▼

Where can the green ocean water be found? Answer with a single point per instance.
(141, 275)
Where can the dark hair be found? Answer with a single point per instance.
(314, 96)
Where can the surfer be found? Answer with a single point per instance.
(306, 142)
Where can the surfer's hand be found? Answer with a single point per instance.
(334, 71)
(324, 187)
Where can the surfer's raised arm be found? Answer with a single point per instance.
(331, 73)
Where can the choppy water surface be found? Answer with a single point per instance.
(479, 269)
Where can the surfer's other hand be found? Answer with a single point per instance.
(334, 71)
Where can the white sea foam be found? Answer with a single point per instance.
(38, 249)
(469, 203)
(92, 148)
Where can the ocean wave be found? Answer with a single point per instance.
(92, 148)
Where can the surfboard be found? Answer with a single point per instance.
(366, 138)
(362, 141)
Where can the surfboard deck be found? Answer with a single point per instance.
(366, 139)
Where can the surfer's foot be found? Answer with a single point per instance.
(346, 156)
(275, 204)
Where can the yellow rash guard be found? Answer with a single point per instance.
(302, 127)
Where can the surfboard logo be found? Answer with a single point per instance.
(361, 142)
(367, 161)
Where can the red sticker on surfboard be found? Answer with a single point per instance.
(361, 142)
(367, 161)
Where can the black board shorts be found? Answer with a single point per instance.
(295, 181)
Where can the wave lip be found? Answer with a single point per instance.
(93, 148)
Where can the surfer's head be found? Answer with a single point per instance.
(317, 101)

▲

• _Requirements_:
Rewrite all of the records above, replacing every instance of "surfboard" with "paddleboard" and leaving everything else unchanged.

• _Right answer_:
Where can the green ocean water be found? Answer with a single point per instance.
(141, 275)
Where can the dark hair be found? Answer with a single point per instance.
(314, 96)
Where can the surfer be found? Answer with a single point per instance.
(306, 142)
Where can the surfer's hand be found? Answer with a single point per instance.
(334, 71)
(324, 187)
Where can the surfer's raised arm be found? Answer with a single point per instance.
(331, 73)
Where can the choppy water surface be found? Answer with a single point per instance.
(479, 269)
Where can the surfer's other hand be found? Answer with a single point per instance.
(334, 71)
Where can the white sea foam be found? Answer with a single point per instance.
(38, 249)
(469, 203)
(92, 148)
Where can the ocean wave be found? Answer with a single point per instance.
(92, 148)
Where can the paddleboard be found? Answer with a single point per instance.
(366, 138)
(362, 141)
Where can the paddleboard deck be found? Answer with a single point per instance.
(366, 139)
Where can the surfer's foot be found? Answer with a single point per instance.
(346, 156)
(275, 204)
Where can the yellow rash guard be found? Answer with a single point per instance.
(302, 127)
Where can the paddleboard logo be found? Answer with a single point per instance.
(361, 142)
(367, 161)
Where can the red sticker on paddleboard be found? Answer with a single point per instance.
(361, 142)
(367, 161)
Where can the black board shorts be found? Answer with a single point per instance.
(295, 181)
Where can the wave lip be found? Answer with a single point per instance.
(93, 148)
Where can the surfer's head be found? Answer with a single point per instance.
(317, 101)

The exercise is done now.